Short problem >> Recast the lines below as a Markdown table with the columns Row and Line, numbering each row, skipping any blank lines, and omitting the pictures.

========================================

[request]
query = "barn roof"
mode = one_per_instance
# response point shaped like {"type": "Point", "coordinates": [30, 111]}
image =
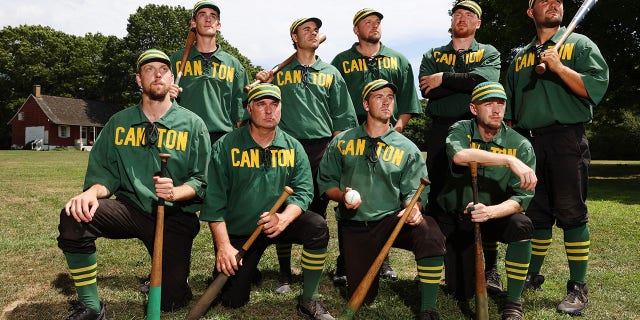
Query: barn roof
{"type": "Point", "coordinates": [72, 111]}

========================================

Task output >>
| Row | Line |
|---|---|
| 1 | [request] |
| 2 | query = "barn roof" |
| 3 | mode = one_per_instance |
| 4 | # response point shaped like {"type": "Point", "coordinates": [30, 111]} |
| 5 | image = |
| 6 | Query: barn roof |
| 7 | {"type": "Point", "coordinates": [72, 111]} |